**PROBLEM DESCRIPTION**
Write out every entry in full. Leave nothing out.

**EXCERPTED RECORDS**
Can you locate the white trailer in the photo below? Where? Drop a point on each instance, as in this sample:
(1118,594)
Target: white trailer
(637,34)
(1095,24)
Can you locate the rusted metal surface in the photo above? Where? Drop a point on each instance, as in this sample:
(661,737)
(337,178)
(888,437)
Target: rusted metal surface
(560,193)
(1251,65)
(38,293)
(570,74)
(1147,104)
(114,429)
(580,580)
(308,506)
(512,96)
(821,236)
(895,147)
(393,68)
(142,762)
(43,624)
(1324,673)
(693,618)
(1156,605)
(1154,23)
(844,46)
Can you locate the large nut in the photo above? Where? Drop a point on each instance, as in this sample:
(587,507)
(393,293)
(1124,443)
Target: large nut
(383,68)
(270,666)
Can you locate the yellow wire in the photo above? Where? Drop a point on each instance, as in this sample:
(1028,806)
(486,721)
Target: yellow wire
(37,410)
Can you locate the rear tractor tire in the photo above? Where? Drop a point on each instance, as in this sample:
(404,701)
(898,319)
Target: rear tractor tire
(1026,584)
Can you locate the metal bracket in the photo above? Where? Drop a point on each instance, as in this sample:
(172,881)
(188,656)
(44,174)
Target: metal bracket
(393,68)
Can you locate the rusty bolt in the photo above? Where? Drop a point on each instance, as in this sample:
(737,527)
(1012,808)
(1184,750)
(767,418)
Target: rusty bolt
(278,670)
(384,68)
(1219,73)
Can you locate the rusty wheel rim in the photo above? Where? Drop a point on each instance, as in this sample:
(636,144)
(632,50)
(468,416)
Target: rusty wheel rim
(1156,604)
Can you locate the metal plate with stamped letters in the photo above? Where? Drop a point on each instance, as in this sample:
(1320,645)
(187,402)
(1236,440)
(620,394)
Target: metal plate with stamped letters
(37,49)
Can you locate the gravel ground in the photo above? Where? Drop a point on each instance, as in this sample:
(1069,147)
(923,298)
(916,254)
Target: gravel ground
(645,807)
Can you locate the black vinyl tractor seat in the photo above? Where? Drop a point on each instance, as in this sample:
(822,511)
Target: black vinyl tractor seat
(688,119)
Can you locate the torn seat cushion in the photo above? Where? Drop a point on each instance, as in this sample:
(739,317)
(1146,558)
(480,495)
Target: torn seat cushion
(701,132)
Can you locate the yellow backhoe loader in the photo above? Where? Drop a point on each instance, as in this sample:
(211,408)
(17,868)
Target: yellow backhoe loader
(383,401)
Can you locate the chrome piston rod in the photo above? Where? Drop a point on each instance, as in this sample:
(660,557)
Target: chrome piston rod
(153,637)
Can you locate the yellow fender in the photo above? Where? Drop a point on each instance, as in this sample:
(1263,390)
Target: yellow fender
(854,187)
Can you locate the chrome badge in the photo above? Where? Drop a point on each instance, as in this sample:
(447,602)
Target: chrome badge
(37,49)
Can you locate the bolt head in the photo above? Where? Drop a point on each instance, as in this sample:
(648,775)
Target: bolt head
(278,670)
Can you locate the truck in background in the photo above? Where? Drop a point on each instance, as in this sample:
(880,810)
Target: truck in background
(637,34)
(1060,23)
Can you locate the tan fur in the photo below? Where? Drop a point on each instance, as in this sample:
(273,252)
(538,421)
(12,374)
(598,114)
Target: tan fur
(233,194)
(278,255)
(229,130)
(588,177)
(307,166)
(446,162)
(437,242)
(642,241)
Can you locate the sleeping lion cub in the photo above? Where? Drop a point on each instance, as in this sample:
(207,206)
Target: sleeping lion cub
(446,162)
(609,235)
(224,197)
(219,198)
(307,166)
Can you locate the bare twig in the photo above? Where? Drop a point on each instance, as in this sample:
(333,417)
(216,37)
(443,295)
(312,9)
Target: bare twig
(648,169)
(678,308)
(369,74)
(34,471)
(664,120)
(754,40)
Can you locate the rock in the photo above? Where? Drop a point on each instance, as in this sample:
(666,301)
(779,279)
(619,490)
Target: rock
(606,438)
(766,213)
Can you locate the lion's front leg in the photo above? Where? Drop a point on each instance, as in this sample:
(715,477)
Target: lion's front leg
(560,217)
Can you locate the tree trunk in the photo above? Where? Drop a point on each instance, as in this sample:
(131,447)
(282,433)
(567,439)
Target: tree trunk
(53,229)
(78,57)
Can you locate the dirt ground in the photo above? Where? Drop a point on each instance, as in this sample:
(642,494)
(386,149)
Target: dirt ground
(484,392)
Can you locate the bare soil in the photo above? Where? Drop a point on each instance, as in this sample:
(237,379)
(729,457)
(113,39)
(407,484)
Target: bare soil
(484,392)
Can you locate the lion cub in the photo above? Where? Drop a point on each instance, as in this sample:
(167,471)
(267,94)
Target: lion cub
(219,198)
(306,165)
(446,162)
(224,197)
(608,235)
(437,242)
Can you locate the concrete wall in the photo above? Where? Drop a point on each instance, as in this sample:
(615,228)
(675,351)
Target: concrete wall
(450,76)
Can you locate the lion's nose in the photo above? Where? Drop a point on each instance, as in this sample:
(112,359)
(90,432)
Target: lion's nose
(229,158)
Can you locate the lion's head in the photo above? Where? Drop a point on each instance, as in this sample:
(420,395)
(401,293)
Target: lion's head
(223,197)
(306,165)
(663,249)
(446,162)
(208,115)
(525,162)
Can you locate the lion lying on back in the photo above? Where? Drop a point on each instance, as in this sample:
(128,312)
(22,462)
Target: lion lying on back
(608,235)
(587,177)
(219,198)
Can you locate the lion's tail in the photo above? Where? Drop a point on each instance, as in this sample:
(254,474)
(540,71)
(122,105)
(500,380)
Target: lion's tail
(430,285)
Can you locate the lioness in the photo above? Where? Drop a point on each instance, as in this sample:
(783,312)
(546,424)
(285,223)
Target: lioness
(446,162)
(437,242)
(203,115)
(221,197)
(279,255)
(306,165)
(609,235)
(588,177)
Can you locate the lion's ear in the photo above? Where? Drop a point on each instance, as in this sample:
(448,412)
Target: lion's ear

**OUTPUT OF THE TASK**
Can you locate the white trailer in the photo below? Where? Drop a point on each instance, as in this sample:
(1118,594)
Target: white trailer
(637,34)
(1095,24)
Can you locate the rusted metal surface in the photo above? Where? Drop a point on each instance, as in this sample:
(661,737)
(337,178)
(888,437)
Target: rusted metal surface
(560,193)
(1251,65)
(38,293)
(570,74)
(1147,104)
(114,429)
(580,580)
(308,506)
(512,96)
(821,236)
(895,147)
(393,68)
(142,762)
(43,624)
(1324,673)
(693,618)
(1156,605)
(1154,23)
(844,46)
Can you locate the large nut in the photo above? Where? Drop a point on each instance, as in this sample:
(587,507)
(393,293)
(1124,443)
Target: large nut
(383,68)
(270,666)
Can you locate the yellow wire in the photo above? Where? Drop a point on each instance, as in this sample:
(1028,806)
(486,721)
Target: yellow wire
(37,410)
Can you locate the rear tractor tire in the photo above? Where? Drop a point on each instance, as in this sample:
(404,701)
(898,319)
Target: rear tractor tire
(1026,584)
Can you locate the metal bracket in the photo above? Where? Drop a point on each instance, as in this sample:
(172,881)
(188,656)
(44,174)
Target: metal bracket
(393,68)
Can you locate the rusty bolt in the photo above? Where? Drop a point on each instance, as in this sample:
(737,527)
(1012,808)
(1184,750)
(767,418)
Target: rusty bolt
(278,670)
(384,68)
(1219,73)
Can you locate the rusty wheel rim in the photo above? Where? Drop a point on each instance, as in this sample:
(636,144)
(632,50)
(468,416)
Target: rusty wheel rim
(1156,604)
Can you locate the metal plate with stamped letters in the photo above? Where? Drop a point on each instance, as in this sample:
(1320,645)
(187,402)
(1236,440)
(620,394)
Target: metal plate with stamped letters
(37,49)
Can you locate the gravel ground in the photo above? Where? Drop a point on each instance, as in this sample:
(1069,147)
(923,298)
(916,254)
Target: gravel ground
(645,807)
Can you locate the black vinyl tractor seat in the photo above? Where? Drop a point on each instance, as in this sample:
(822,511)
Target: black vinyl tractor seat
(688,119)
Can you locate the torn seat cushion in the photo above? Where? Drop a point on each instance, as in this sample:
(739,317)
(1146,558)
(480,495)
Target: torn seat cushion
(701,132)
Can you locate the yellow backhoe loader in the photo above? Where? Drop a point on each instance, as in this sample:
(211,408)
(17,868)
Target: yellow backhoe loader
(383,401)
Can you locate the chrome piston rod in the photo above? Where? Drop a point on each instance, as in this sample:
(660,557)
Target: chrome piston rod
(153,637)
Can you locate the yellow fender in the photo above? Where? Drop a point on each instance, as in this sample:
(1263,390)
Target: yellow fender
(854,187)
Can you locate the chrome badge in the photo above? Where? Drop a point on each instance, as in this sample:
(447,602)
Target: chrome badge
(37,49)
Can you locate the bolt head in the photo above? Where? Drop a point on each instance, as in this sample:
(648,775)
Target: bolt head
(278,670)
Can you locate the truck in background in the photo above? Where? Drop a point on each instance, as in this sample:
(880,810)
Target: truck in background
(637,34)
(1060,23)
Can you locate the tan fur in the photo below? Where? Drop a point on each instance, as in this sample:
(273,252)
(538,421)
(12,374)
(598,114)
Target: tan fur
(233,194)
(278,255)
(229,130)
(588,177)
(307,166)
(446,162)
(437,242)
(642,241)
Can you locate the sleeping lion cub in the photo above? Where? Drop a point on each instance, as in this sample:
(207,206)
Target: sleeping lion cub
(446,162)
(609,235)
(224,197)
(219,198)
(307,166)
Can you locate the bare twig in the photo above? Where? Drop a point on each instance, as in this sample:
(333,417)
(216,37)
(443,295)
(312,9)
Target: bare twig
(648,169)
(678,308)
(369,74)
(34,471)
(664,120)
(754,40)
Can you locate the rock in the photo above? Where? Drop a point on each instance, as in this sample:
(666,301)
(779,279)
(619,490)
Target: rock
(606,438)
(766,213)
Can you locate the lion's front leg in the photo above? Where? Drop a point on each instance, as in this sample:
(715,477)
Target: lion's front leg
(560,217)
Can you locate the tree trunk in the photo above? Where? Drop a point on each instance, as in this sample:
(131,447)
(282,433)
(567,439)
Target: tree trunk
(53,229)
(78,57)
Can you locate the dirt ground in the photo above? Where? Drop a point on each instance, as in this sample:
(642,494)
(386,149)
Target: dirt ground
(484,392)
Can you locate the bare soil in the photo above? Where? Drop a point on each instance, as in this sample:
(237,379)
(729,457)
(113,39)
(407,484)
Target: bare soil
(484,392)
Can you locate the lion cub in the photo above? Where? Drop a point on each instance, as in this sample:
(167,471)
(267,94)
Target: lion cub
(219,198)
(306,165)
(446,162)
(224,197)
(608,235)
(437,242)
Can you locate the concrete wall in the photo above? Where? Drop a point on each instance, as in this sample:
(615,228)
(675,351)
Target: concrete wall
(450,76)
Can you locate the lion's nose in the photo above? Where? Drop a point on each instance, as in this sample:
(112,359)
(90,432)
Target: lion's nose
(229,158)
Can you locate the lion's head in the photo above? Where? Drop a point on each instance, as in this sample:
(420,395)
(401,293)
Target: lion's head
(223,197)
(306,165)
(663,249)
(446,162)
(208,115)
(525,162)
Can you locate the lion lying on back in the photo above? Where? Drop a point on each instance, as in this sample:
(128,312)
(22,462)
Target: lion lying on back
(608,235)
(587,177)
(219,198)
Can you locate the lion's tail in the photo above? Where? Drop a point on each instance, as in this sample:
(254,474)
(540,71)
(122,105)
(500,380)
Target: lion's tail
(430,285)
Can you locate the lioness in the photo above? Where? Drop a point on each instance, as in this sample:
(783,312)
(546,424)
(285,223)
Target: lioness
(446,162)
(437,242)
(203,115)
(221,197)
(279,255)
(306,165)
(609,235)
(588,177)
Can you locate the lion's ear in the photo above? Where? Drop a point on each instance, as in this sample:
(448,412)
Target: lion's ear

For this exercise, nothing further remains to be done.